*TASK*
Copy out word for word the part of the entries that opens with the line containing "Indicate the sea" and runs to the end of the entries, both ends included.

(A run of records)

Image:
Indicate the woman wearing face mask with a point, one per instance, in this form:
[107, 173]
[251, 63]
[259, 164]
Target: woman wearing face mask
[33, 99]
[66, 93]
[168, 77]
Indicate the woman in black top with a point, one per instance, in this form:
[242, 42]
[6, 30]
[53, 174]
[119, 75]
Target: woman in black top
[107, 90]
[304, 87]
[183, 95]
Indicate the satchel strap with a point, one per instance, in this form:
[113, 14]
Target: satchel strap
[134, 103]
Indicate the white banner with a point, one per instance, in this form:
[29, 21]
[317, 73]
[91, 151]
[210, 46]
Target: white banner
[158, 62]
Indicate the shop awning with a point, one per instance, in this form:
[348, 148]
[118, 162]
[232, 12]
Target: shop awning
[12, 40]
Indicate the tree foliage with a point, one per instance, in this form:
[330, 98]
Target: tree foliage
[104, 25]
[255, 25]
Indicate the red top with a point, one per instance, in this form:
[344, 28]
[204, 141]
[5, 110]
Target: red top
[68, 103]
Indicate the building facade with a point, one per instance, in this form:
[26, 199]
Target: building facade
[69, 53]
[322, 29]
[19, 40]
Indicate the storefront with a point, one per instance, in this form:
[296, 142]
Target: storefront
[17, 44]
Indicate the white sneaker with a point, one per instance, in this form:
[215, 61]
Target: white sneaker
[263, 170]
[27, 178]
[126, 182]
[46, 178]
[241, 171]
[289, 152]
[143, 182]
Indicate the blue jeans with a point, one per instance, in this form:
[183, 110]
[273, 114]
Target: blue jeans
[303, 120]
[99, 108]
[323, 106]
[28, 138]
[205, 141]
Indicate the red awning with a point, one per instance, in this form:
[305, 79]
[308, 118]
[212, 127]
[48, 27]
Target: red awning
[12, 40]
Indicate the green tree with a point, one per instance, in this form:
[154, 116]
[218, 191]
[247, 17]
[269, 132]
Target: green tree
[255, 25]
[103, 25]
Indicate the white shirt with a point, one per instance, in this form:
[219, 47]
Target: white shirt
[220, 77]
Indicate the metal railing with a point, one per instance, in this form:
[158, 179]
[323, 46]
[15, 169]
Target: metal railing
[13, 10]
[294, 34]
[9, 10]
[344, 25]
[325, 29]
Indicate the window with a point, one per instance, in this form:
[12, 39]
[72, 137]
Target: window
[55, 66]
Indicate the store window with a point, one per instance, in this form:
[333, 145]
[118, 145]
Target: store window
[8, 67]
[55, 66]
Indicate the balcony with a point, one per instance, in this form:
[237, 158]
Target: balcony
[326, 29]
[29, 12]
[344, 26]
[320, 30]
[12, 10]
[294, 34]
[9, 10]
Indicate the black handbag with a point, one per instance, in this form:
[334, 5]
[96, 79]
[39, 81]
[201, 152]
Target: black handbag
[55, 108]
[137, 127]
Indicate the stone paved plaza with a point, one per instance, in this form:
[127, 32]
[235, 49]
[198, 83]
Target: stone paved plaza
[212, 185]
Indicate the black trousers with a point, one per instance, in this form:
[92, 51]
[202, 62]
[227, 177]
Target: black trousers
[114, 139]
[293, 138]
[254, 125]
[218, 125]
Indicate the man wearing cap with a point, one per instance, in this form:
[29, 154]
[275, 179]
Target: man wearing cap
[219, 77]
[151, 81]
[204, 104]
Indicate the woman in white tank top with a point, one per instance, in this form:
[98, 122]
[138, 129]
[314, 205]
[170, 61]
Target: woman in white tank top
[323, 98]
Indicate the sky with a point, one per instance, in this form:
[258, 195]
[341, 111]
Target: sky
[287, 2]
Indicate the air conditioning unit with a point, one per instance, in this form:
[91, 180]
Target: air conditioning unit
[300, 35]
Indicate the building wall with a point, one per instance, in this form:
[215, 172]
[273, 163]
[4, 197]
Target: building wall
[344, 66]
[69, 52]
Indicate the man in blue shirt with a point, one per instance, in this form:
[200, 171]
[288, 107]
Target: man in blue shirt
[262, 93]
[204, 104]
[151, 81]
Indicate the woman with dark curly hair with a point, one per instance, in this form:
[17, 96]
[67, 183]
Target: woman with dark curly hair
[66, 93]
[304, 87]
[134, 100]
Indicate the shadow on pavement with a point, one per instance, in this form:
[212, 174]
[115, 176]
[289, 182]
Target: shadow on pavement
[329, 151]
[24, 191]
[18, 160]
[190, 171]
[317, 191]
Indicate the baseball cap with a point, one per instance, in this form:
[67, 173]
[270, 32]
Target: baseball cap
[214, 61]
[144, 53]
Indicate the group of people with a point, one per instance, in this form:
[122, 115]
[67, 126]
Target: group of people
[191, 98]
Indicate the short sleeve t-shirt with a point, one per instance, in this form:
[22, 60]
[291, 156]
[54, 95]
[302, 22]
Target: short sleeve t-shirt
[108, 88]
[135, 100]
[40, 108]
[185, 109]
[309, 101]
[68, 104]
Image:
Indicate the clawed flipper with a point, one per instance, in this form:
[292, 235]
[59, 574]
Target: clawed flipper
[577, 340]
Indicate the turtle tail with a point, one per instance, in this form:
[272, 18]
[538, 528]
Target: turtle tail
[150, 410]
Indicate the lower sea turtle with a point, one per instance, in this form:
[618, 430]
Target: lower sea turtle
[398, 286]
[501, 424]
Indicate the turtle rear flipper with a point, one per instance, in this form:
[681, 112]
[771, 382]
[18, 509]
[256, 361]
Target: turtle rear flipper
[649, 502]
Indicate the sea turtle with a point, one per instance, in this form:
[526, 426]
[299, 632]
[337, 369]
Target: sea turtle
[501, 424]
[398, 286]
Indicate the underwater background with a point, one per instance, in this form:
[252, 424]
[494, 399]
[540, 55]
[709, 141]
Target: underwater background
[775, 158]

*CORRECT RESPONSE*
Indicate the sea turtle with a point, one per instance, in this form:
[526, 426]
[299, 632]
[337, 369]
Target: sea turtle
[501, 424]
[398, 286]
Indicate the underwater background with a point, one per instance, in this form:
[252, 424]
[494, 399]
[540, 55]
[709, 141]
Target: underwater background
[775, 158]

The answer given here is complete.